* **WHAT THE TASK ASKS**: Reproduce only the part of the material that opens with the line containing "of the baroque" and closes at the end of the material, including the request line, and add 63 to each number in every point coordinate.

* **RECORDS PROVIDED**:
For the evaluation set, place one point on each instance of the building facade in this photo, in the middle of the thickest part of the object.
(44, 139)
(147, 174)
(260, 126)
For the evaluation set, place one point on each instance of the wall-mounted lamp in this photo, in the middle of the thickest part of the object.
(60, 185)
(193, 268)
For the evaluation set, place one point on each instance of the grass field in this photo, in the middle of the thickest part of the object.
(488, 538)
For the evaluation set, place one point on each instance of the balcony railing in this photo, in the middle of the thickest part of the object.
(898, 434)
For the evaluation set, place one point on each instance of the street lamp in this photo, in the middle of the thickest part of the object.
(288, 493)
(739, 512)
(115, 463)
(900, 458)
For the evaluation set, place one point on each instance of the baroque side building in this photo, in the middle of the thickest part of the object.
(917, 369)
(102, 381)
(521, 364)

* **EXERCISE ANSWER**:
For the evaluation set, place one point on each instance of the baroque side building in this photo, in the middle of the thickest part of the object.
(980, 432)
(165, 444)
(584, 427)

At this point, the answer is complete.